• **PROBLEM**:
Copy every one of the records below word for word, omitting the pictures.

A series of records
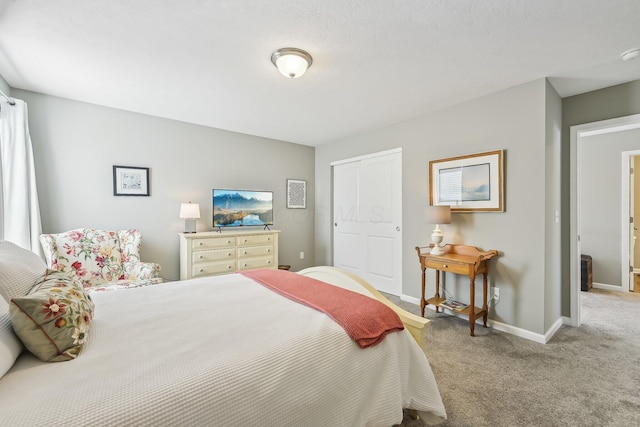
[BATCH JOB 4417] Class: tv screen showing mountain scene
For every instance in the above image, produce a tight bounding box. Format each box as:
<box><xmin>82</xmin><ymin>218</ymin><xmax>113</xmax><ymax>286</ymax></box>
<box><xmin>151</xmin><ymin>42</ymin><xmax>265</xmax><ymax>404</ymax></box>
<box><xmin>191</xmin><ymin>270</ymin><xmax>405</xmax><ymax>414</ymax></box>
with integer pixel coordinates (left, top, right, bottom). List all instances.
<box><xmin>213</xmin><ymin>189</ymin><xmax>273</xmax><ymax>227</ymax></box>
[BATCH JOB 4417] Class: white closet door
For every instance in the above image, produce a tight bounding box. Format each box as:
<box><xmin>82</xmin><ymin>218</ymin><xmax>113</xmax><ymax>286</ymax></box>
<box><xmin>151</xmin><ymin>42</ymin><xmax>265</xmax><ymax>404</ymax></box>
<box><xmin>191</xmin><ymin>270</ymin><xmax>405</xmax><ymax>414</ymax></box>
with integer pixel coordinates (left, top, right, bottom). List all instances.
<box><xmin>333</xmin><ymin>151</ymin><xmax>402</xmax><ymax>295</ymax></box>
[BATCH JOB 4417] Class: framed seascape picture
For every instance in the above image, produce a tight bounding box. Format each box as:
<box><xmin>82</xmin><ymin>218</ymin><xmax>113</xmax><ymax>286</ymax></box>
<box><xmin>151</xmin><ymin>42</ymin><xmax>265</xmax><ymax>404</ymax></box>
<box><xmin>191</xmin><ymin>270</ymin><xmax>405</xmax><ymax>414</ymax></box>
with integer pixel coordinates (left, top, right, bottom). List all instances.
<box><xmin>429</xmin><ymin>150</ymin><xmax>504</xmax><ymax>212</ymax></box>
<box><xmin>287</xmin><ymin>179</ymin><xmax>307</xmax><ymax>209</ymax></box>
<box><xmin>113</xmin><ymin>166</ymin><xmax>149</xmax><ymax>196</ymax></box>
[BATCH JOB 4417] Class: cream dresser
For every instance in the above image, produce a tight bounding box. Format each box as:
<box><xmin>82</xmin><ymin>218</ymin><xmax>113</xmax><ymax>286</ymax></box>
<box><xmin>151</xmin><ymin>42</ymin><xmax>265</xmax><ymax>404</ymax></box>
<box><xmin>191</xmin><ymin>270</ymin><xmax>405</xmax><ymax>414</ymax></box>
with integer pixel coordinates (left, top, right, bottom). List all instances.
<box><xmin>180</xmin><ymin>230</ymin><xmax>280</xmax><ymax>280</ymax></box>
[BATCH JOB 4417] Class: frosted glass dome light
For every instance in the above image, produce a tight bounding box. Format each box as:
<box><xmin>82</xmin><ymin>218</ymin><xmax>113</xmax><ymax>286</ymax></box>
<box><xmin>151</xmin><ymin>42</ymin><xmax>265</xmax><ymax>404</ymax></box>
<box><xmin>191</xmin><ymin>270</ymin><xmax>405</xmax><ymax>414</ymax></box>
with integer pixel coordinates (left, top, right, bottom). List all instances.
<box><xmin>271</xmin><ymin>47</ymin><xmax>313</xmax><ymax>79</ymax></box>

• **RESPONSE**:
[BATCH JOB 4417] Class: tv screen showing mountain scene
For every instance in the above image, produce a tight bounding box. Format each box as:
<box><xmin>82</xmin><ymin>218</ymin><xmax>113</xmax><ymax>286</ymax></box>
<box><xmin>151</xmin><ymin>42</ymin><xmax>265</xmax><ymax>404</ymax></box>
<box><xmin>191</xmin><ymin>270</ymin><xmax>405</xmax><ymax>414</ymax></box>
with integer pixel coordinates (left, top, right, bottom). List all instances.
<box><xmin>213</xmin><ymin>189</ymin><xmax>273</xmax><ymax>227</ymax></box>
[BATCH JOB 4417] Class: white closet door
For every instance in the above image, produce a tight bounding box. Format each box as:
<box><xmin>82</xmin><ymin>218</ymin><xmax>113</xmax><ymax>286</ymax></box>
<box><xmin>151</xmin><ymin>42</ymin><xmax>265</xmax><ymax>404</ymax></box>
<box><xmin>191</xmin><ymin>270</ymin><xmax>405</xmax><ymax>414</ymax></box>
with integer pixel coordinates (left, top, right, bottom). List all instances.
<box><xmin>333</xmin><ymin>151</ymin><xmax>402</xmax><ymax>295</ymax></box>
[BATCH JOB 4417] Class: framed seascape picture
For every instance in the above image, produce a tight bounding box. Format each box as:
<box><xmin>82</xmin><ymin>218</ymin><xmax>113</xmax><ymax>286</ymax></box>
<box><xmin>151</xmin><ymin>42</ymin><xmax>265</xmax><ymax>404</ymax></box>
<box><xmin>191</xmin><ymin>270</ymin><xmax>405</xmax><ymax>414</ymax></box>
with integer pixel coordinates (left, top, right, bottom). List all instances.
<box><xmin>429</xmin><ymin>150</ymin><xmax>504</xmax><ymax>212</ymax></box>
<box><xmin>287</xmin><ymin>179</ymin><xmax>307</xmax><ymax>209</ymax></box>
<box><xmin>113</xmin><ymin>166</ymin><xmax>149</xmax><ymax>196</ymax></box>
[BATCH JOB 4417] Class: cream dresser
For every instance in the above image, produce a tight bounding box. Format each box as:
<box><xmin>82</xmin><ymin>218</ymin><xmax>113</xmax><ymax>286</ymax></box>
<box><xmin>151</xmin><ymin>42</ymin><xmax>265</xmax><ymax>404</ymax></box>
<box><xmin>191</xmin><ymin>270</ymin><xmax>405</xmax><ymax>414</ymax></box>
with integer pixel coordinates (left, top, right, bottom). List all instances.
<box><xmin>180</xmin><ymin>230</ymin><xmax>280</xmax><ymax>280</ymax></box>
[BATCH JOB 4417] Class: frosted glass dome light
For every instance in the above image, produce a tight bounding box. Format each box as:
<box><xmin>82</xmin><ymin>218</ymin><xmax>113</xmax><ymax>286</ymax></box>
<box><xmin>151</xmin><ymin>42</ymin><xmax>265</xmax><ymax>404</ymax></box>
<box><xmin>191</xmin><ymin>270</ymin><xmax>405</xmax><ymax>414</ymax></box>
with integer pixel coordinates (left, top, right, bottom). List all instances.
<box><xmin>271</xmin><ymin>47</ymin><xmax>313</xmax><ymax>79</ymax></box>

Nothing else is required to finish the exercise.